■ **Task item A**:
Rewrite the paragraph of the article on Mumbai's waste pickers that begins "Like the rest of Mumbai's 15,000 waste pickers" in a shorter form, keeping its main facts.
■ **Task item B**:
Repeat word for word the part of the article on Mumbai's waste pickers starting with "At Rio where" and going on through "worked, she added.".

Mumbai rag picker talks on zero waste at UN climate change conference

When it comes to zero waste, Mumbai's waste pickers are gaining respect, says Sushila Sable

Last updated:
3 MIN READ
Pamela Raghunath/Gulf News
Pamela Raghunath/Gulf News
Pamela Raghunath/Gulf News

Mumbai: As the world looks for a zero waste solution, waste pickers from Mumbai are gaining a new respect and are proud of contributing to real environmental sustainability, says Sushila Sable, a waste picker who has been attending the UN climate change conferences for the last four years.

Not only has she been participating in these meetings — at Copenhagen in 2009, Tianjin, China, 2010, Durban, South Africa, 2010 and last month’s meet in Rio de Janeiro, Brazil — but as a member of the Alliance of Indian Wastepickers, she has also spoken to delegates on the story of road to zero waste in this city.

Here the poorest of poor women pick and segregate dry and wet garbage — thus providing enough material for recycling factories as well as biogas plants that provide electricity, gas for civic body’s hospital kitchens and educational institutes and manure for gardens.

“In fact, during the recent power failure in Mumbai, lights in Shatabdi Hospital were lit by electricity from its biogas plant,” Sable told Gulf News.

Speaking to this paper at the Stree Mukti Sanghatana (SMS) centre, that has been helping women get liberation from social, economic and every kind of oppression, she said, “Thanks to this organisation, waste pickers have now realised that they play a significant role in reducing pollution in Mumbai and at the same time contribute to creating value.”

At Rio where she addressed rag pickers from Brazil, Chile, Argentina and Peru at the Global Alliance of Waste Pickers conference, she was surprised to learn that these countries used incinerators to destroy waste. Biogas plants evoked a lot of interest and many wanted to visit India to see how they worked, she added.

Though only around 30 per cent of Mumbai’s waste is segregated and recycled, Sable says, “We have a long way to go towards zero waste. From what I understood at these conferences, the rich nations complained that the poorer ones were causing environmental damage and here in Mumbai, it is once again the rich versus the poor — since the garbage from well-to-do areas of Colaba, Malabar Hill and other places are brought to dumping grounds of Deonar and now Kanjurmarg where poor slum-dwellers live.

“We need a strong political will to set this right,” she says.

The UN meet stressed that zero waste is an achievable goal and delegates have described burning and burying garbage as “primitive technology.” Jyoti Mhapsekar, President of SMS, too, says, “Our focus is on segregation which gives livelihood to many people. We believe biogas is the solution since it is a good clean fuel. Biogas plants developed by Indian scientists are much better than others.”

Sable advised waste pickers of Latin American countries to get united first and then exert their demands as waste pickers have done here.

Like the rest of Mumbai’s 15,000 waste pickers often seen poking around piled up garbage on the streets or in landfills, Sable thought it was a degrading job—having immersed into it for over 25 years after her family fled from a famine-stricken village in Jalna district when she was a child. Eleven years back, the SMS through training changed her outlook. Sable now heads a separate organisation to help waste pickers save money, get the right price for recyclable waste, promote health awareness and of course, create a Zero Waste situation in Mumbai.

■ **Stored data**:
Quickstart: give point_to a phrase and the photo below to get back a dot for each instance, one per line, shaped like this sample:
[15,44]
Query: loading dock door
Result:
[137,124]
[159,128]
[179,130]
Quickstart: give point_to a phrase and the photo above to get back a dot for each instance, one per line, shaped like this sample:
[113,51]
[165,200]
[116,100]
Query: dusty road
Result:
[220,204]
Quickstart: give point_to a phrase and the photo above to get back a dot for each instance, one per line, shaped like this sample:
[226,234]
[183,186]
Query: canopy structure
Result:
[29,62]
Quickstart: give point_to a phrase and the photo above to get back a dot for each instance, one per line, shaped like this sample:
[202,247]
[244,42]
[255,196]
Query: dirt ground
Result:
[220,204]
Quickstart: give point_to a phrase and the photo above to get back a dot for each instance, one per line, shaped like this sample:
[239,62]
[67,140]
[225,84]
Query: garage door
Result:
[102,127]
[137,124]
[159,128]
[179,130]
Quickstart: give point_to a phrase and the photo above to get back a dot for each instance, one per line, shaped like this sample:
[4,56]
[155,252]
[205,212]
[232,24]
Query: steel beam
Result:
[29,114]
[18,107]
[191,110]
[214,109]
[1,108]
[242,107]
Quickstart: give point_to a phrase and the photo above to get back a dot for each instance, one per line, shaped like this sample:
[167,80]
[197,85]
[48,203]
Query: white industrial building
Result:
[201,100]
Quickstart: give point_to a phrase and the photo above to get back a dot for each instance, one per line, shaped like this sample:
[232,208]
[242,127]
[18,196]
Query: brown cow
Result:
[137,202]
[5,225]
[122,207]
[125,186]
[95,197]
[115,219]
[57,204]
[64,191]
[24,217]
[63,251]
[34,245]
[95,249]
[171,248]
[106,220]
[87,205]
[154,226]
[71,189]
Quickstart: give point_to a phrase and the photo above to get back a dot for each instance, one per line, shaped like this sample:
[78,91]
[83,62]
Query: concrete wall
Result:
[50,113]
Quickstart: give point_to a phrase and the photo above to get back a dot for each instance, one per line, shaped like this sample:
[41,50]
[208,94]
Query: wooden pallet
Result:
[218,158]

■ **Written solution A**:
Like Mumbai's other 15,000 waste pickers, Sable once considered the work degrading. She had done it for over 25 years, since her family fled a famine-stricken village in Jalna district when she was a child. Eleven years ago, training from the SMS changed her outlook. She now heads a separate organisation that helps waste pickers save money, get the right price for recyclable waste and promote health awareness. It also works toward a Zero Waste situation in Mumbai.

■ **Written solution B**:
At Rio where she addressed rag pickers from Brazil, Chile, Argentina and Peru at the Global Alliance of Waste Pickers conference, she was surprised to learn that these countries used incinerators to destroy waste. Biogas plants evoked a lot of interest and many wanted to visit India to see how they worked, she added.